AutoDataPreprocess is a comprehensive Python library for automated data preprocessing. It provides a wide range of tools and techniques to clean, transform, and prepare data for machine learning models.
- Data loading from various sources (CSV, JSON, Excel, HTML, XML, Pickle, SQL, API)
- Basic data analysis and visualization
- Data cleaning (handling missing values, outliers, duplicates)
- Feature engineering
- Encoding of categorical variables (Onehot, label, ordinal, target, woe, james_stein, catboost, binary)
- Scaling and normalization
- Dimensionality reduction
- Feature selection
- Handling imbalanced data
- Time series preprocessing
- Data anonymization
You can install AutoDataPreprocess using pip: pip install autodatapreprocess
from autodatapreprocess import AutoDataPreprocess
# Load data
adp = AutoDataPreprocess('your_data_file.csv')
# Perform basic analysis
adp.basic_analysis()
# Clean the data
cleaned_data = adp.clean(missing='mean', outliers='iqr')
# Perform feature engineering
engineered_data = adp.fe(target_column='target', polynomial_degree=2)
# Encode categorical variables
encoded_data = adp.encode(methods={'category_column': 'onehot'})
# Scale the data
scaled_data = adp.scale(method='standard')
Load data from various sources:
# From CSV
adp = AutoDataPreprocess('data.csv')
# From SQL
adp = AutoDataPreprocess(sql_query="SELECT * FROM table", sql_connection_string="your_connection_string")
# From API
adp = AutoDataPreprocess(api_url="https://api.example.com/data", api_params={"key": "value"})
Clean your data with various options:
cleaned_data = adp.clean(
missing='mean',
outliers='iqr',
drop_threshold=0.7,
date_format='%Y-%m-%d',
remove_duplicates=True
)

* * * * *

- Aim
Continue the AutoDataPreprocess documentation from the point where it stops. The rows after this point come from a source unrelated to the AutoDataPreprocess documentation.

* * * * *

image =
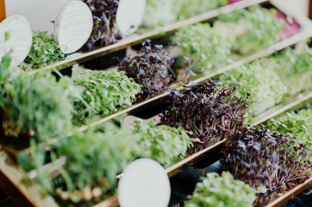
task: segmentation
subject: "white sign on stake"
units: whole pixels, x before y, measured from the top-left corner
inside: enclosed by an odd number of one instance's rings
[[[0,61],[11,50],[10,68],[24,61],[29,53],[32,43],[30,26],[23,16],[10,16],[0,23]]]
[[[121,207],[167,207],[170,189],[161,165],[151,159],[139,159],[123,172],[118,183],[118,200]]]
[[[54,38],[63,53],[72,53],[87,42],[93,26],[89,6],[80,0],[72,0],[62,7],[54,22]]]
[[[120,0],[116,13],[116,23],[124,36],[135,32],[141,24],[146,0]]]

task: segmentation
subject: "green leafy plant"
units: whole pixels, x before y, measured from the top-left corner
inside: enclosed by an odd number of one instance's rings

* * * * *

- Right answer
Perform feature engineering:
engineered_data = adp.fe(
target_column='target',
polynomial_degree=2,
interaction_only=False,
bin_numeric=True,
num_bins=5,
cyclical_features=['month', 'day_of_week'],
text_columns=['description'],
date_columns=['date']
)
Encode categorical variables:
encoded_data = adp.encode(
methods={
'category1': 'onehot',
'category2': 'label',
'category3': 'target'
},
target_column='target'
)
Scale or normalize your data:
scaled_data = adp.scale(method='standard')
normalized_data = adp.normalize(method='l2')
Reduce the dimensionality of your data:
reduced_data = adp.dimreduction(method='pca', n_components=5)
Select the most important features:
selected_data = adp.feature_selection(
target_column='target',
method='correlation',
correlation_threshold=0.8
)
Balance your dataset:
balanced_data = adp.balance_data(
target_column='target',
method='smote',
sampling_strategy='auto'
)
Preprocess time series data:
preprocessed_ts_data = adp.time_series_preprocessing(
time_column='date',
freq='D',
method='mean',
detrend_columns=['value'],
seasonality_columns=['value'],
lag_columns=['value'],
lags=[1, 7, 30]
)
Anonymize sensitive data:
anonymized_data = adp.apply_anonymization(
columns=['sensitive_column'],
method='hash',
hash_algorithm='sha256'
)